:: Data to use ::
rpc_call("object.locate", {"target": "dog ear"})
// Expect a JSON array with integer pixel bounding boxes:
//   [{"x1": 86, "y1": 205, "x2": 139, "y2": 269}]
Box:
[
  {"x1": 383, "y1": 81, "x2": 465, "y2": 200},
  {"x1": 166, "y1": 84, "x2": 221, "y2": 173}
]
:::
▶ [Problem statement] Write out every line of the records above as a numbered list, skipping any blank lines.

▶ [Written response]
1. rpc_call("object.locate", {"target": "dog ear"})
2. // Expect a JSON array with integer pixel bounding boxes:
3. //   [{"x1": 86, "y1": 205, "x2": 139, "y2": 269}]
4. Box:
5. [
6.   {"x1": 383, "y1": 81, "x2": 465, "y2": 200},
7.   {"x1": 166, "y1": 84, "x2": 221, "y2": 173}
8. ]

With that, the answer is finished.